ЗАДАНИЕ ▸
Определите, согласуется ли с приведенным ниже фрагментом о греческом храме каждое из утверждений 1–3. Ответьте «да» или «нет» и приведите точную цитату, на которой основан ответ.
1. Храм нередко ставился на границе полисного пространства.
2. Кладбище не было знаком права общины на землю.
3. Набор основных конструкций храма сложился лишь в Новое время.

ФРАГМЕНТ ИСТОЧНИКА ▸
________________

Другой, чрезвычайно важный момент в семиотике греческого храма - это отождествление его с маркером, который служил выражением права общины на землю. Одним из таких знаков было кладбище, другим - храм, знаменовавший божественное покровительство тем, кто населял эту землю. Нередко он ставился на границе полисного пространства, служил своего рода межевым камнем.
Греческий храм не есть сама конструкция. Набор основных конструкций, сохранение ее «фасада», отмечал Л.И. Таруашвили, определился еще в древности. «Но одновременно с их появлением и внедрением в практику шел процесс их эстетического освоения, поиск их внешней выразительности, тех черт, каждая из которых являет зрительный образ определенной, одной соответствующей строительной
конструкции - образ, спроецированный на вертикальную плоскость здания» (36, с. 10).

________________

Записи из набора данных
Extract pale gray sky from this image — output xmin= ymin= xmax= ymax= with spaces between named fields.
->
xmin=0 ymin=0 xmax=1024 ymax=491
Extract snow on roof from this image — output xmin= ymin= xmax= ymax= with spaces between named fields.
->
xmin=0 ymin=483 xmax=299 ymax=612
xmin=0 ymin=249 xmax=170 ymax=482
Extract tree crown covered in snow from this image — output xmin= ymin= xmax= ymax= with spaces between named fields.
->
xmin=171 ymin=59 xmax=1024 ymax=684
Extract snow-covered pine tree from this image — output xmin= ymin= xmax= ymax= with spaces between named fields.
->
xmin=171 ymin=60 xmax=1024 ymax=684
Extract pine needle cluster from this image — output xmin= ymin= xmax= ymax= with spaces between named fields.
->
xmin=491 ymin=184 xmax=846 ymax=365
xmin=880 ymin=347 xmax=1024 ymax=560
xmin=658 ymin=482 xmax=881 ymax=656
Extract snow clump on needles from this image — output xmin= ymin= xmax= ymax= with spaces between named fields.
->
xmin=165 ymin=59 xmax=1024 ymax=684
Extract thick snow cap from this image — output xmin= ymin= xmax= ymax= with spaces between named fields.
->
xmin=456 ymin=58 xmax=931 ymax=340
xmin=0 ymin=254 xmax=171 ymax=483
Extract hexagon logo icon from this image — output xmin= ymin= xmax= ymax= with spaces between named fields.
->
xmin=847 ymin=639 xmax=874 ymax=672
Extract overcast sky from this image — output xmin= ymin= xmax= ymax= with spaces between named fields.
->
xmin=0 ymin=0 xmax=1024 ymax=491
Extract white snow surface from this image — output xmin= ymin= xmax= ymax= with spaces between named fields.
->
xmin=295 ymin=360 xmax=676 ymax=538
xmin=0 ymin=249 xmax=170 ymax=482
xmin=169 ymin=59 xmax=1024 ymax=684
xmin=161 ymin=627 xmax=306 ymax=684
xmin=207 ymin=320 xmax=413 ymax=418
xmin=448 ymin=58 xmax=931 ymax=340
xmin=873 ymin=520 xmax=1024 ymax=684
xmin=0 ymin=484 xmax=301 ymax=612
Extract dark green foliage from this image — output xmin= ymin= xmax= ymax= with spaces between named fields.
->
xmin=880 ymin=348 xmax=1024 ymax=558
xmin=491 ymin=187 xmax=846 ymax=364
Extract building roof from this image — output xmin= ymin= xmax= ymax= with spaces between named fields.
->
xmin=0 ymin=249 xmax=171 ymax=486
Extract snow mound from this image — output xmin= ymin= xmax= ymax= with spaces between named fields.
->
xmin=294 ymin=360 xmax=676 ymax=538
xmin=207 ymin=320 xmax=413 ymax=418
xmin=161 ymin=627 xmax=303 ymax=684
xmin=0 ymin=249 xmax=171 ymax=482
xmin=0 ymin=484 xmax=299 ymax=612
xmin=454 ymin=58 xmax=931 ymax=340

________________

ОТВЕТ ▸
1. Да: «Нередко он ставился на границе полисного пространства».
2. Нет: «Одним из таких знаков было кладбище».
3. Нет: «определился еще в древности».